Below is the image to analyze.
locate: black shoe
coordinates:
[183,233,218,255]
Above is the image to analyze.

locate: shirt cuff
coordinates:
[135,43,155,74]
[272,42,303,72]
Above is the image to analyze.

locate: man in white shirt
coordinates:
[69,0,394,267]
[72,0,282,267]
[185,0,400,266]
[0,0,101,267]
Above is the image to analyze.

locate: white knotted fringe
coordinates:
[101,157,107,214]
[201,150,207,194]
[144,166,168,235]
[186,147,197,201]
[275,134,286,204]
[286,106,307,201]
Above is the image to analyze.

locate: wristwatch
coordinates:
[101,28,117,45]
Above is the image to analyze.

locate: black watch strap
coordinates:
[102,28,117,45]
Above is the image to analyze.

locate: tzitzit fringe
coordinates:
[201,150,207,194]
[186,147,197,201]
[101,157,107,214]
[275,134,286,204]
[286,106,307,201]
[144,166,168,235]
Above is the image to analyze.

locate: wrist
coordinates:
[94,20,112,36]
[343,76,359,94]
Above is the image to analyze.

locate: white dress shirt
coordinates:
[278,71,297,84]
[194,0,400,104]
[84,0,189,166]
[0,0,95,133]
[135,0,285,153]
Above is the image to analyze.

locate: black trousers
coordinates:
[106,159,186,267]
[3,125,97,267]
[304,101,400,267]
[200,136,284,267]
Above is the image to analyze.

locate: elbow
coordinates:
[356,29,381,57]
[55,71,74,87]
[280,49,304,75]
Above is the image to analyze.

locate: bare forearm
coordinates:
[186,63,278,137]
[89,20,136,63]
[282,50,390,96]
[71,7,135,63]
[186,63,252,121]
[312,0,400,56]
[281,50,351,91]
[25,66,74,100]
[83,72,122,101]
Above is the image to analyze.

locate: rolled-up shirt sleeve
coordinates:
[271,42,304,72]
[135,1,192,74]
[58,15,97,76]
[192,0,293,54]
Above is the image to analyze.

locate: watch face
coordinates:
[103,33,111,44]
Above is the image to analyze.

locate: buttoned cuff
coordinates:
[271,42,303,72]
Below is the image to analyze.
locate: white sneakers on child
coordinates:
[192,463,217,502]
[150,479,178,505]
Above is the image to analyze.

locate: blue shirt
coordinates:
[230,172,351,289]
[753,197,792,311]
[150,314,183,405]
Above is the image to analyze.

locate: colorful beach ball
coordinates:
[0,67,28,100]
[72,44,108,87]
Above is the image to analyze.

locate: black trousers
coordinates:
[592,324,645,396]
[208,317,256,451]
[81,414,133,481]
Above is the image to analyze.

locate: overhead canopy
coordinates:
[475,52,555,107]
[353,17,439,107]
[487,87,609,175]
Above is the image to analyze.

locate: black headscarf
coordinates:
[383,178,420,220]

#### To do:
Pull out each line in the items above that contains the word "black".

#### Answer to the task:
locate: black shoe
locate: black watch strap
locate: black trousers
locate: black trousers
locate: black headscarf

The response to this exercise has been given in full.